YOUR TASK
Write out the following material verbatim, from the line with "the butterfly eye" up to and including the line with "pixel 97 95".

TASK MATERIAL
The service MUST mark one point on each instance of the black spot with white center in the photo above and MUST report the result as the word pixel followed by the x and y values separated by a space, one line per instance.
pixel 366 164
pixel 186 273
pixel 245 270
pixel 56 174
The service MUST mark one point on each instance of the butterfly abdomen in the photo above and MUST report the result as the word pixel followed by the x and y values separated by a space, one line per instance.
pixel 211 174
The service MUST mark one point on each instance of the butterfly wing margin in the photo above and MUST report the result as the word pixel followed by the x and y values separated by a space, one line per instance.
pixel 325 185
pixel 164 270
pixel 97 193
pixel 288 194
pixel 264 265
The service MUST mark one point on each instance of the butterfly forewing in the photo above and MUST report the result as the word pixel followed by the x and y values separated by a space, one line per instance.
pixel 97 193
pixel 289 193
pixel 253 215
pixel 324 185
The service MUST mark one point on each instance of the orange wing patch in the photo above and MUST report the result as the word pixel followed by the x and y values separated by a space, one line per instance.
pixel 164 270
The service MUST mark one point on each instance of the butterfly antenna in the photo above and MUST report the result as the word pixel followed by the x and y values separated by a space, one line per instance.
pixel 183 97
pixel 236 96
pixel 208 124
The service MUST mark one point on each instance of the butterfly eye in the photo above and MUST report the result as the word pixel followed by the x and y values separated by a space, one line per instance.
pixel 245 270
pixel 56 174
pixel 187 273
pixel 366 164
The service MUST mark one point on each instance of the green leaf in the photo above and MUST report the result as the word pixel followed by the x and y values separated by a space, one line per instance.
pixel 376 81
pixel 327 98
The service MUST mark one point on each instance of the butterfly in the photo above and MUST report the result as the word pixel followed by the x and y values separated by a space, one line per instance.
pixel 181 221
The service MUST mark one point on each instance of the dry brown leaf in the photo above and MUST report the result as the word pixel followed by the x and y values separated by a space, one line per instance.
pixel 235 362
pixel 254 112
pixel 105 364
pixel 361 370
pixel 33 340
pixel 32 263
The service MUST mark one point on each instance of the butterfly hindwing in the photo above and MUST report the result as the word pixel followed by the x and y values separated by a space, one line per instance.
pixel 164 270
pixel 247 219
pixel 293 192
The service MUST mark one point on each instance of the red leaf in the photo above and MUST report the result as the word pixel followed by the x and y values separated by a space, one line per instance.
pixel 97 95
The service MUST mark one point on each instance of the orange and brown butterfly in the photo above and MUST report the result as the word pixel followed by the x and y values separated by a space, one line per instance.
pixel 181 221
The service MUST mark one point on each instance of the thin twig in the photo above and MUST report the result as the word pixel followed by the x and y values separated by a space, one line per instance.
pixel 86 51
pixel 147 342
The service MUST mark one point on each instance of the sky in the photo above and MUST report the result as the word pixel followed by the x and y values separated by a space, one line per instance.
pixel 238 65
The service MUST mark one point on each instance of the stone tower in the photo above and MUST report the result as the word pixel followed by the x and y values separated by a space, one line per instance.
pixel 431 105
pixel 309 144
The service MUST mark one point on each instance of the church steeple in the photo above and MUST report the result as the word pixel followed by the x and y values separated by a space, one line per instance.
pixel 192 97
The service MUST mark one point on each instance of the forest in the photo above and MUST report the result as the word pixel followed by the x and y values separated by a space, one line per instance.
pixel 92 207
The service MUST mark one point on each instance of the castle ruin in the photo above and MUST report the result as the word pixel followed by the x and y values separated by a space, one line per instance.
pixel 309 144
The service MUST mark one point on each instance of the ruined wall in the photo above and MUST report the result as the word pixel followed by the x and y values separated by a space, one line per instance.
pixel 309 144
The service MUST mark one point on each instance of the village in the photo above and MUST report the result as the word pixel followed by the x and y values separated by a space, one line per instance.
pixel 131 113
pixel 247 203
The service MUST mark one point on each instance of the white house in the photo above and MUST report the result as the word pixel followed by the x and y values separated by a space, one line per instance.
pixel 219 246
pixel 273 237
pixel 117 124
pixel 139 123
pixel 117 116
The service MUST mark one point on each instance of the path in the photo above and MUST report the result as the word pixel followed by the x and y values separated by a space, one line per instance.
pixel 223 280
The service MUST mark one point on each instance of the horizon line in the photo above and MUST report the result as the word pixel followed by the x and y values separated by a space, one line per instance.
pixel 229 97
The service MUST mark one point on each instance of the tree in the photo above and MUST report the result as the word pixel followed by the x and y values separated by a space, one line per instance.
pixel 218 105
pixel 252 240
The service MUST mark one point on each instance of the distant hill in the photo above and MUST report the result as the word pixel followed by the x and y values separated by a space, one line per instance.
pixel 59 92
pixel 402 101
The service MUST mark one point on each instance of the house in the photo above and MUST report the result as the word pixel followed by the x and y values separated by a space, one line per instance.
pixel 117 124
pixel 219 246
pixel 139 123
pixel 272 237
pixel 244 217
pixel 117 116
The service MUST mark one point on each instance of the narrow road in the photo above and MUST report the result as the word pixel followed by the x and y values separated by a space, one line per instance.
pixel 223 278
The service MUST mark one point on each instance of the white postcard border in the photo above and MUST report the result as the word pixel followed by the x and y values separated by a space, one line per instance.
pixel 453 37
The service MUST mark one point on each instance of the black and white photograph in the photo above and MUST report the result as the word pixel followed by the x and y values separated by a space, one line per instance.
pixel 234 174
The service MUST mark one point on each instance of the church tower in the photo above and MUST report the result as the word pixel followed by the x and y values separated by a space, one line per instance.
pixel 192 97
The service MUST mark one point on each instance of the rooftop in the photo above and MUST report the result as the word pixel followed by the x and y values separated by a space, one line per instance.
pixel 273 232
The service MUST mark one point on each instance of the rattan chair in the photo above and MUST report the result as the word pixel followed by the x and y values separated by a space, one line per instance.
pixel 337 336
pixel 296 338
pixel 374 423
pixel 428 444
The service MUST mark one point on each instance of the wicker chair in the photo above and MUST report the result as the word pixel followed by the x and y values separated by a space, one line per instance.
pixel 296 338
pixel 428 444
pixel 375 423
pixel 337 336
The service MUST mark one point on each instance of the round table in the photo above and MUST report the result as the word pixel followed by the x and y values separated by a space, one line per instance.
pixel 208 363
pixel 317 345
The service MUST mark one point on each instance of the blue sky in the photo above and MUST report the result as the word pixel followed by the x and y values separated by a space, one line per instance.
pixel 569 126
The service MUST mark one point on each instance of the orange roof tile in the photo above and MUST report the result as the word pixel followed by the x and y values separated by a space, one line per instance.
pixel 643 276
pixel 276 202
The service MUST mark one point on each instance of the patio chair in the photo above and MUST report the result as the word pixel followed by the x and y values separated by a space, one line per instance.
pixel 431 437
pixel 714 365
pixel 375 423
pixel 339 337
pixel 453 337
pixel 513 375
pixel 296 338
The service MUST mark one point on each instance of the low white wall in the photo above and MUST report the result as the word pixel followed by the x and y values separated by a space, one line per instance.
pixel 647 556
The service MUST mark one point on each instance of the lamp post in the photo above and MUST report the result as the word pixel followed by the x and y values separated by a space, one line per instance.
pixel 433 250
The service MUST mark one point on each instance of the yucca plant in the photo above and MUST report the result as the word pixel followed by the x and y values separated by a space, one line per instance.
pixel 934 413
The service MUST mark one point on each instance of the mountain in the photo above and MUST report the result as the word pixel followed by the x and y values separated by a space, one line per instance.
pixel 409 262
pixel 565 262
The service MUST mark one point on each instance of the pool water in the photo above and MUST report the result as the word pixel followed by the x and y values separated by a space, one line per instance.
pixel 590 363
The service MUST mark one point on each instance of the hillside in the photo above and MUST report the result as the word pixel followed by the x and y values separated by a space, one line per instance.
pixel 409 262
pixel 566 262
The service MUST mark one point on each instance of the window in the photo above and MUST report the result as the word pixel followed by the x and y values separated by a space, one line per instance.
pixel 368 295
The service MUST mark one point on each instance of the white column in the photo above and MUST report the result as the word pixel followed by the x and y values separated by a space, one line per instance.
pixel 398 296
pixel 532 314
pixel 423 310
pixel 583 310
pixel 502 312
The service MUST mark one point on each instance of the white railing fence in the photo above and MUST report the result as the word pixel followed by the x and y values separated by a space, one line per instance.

THE ANSWER
The service MUST mark one point on each instance of the butterfly eye in the photo above and MUST report the result as the word pixel followed by the x and y values separated by a space, one line per instance.
pixel 245 270
pixel 56 174
pixel 187 273
pixel 366 164
The service MUST mark one point on each instance of the green leaf in the photo above and MUST report the result as the word pixel followed by the x and y values separated by a space, one line per instance.
pixel 376 81
pixel 327 98
The service MUST mark one point on each instance of the butterfly in the photo above and MUST report the result as the word pixel followed by the x and y values separated by a space, one line per instance.
pixel 181 221
The service MUST mark one point on each instance of the dry brown leaf in the photo above and MUST report the result as the word pixel followed by the x and y values separated by a space, one line per instance.
pixel 235 362
pixel 254 112
pixel 105 364
pixel 361 370
pixel 33 340
pixel 32 263
The service MUST mark one point on each instance of the butterfly hindwing in the photo above and MUST report the result as the word pixel followed by the x and y values separated by a space, one line per instance.
pixel 164 270
pixel 247 219
pixel 293 192
The service MUST mark one point on each instance of the red leaf in the photo above and MUST report the result as the word pixel followed by the x and y values separated by a space, one line per instance.
pixel 97 95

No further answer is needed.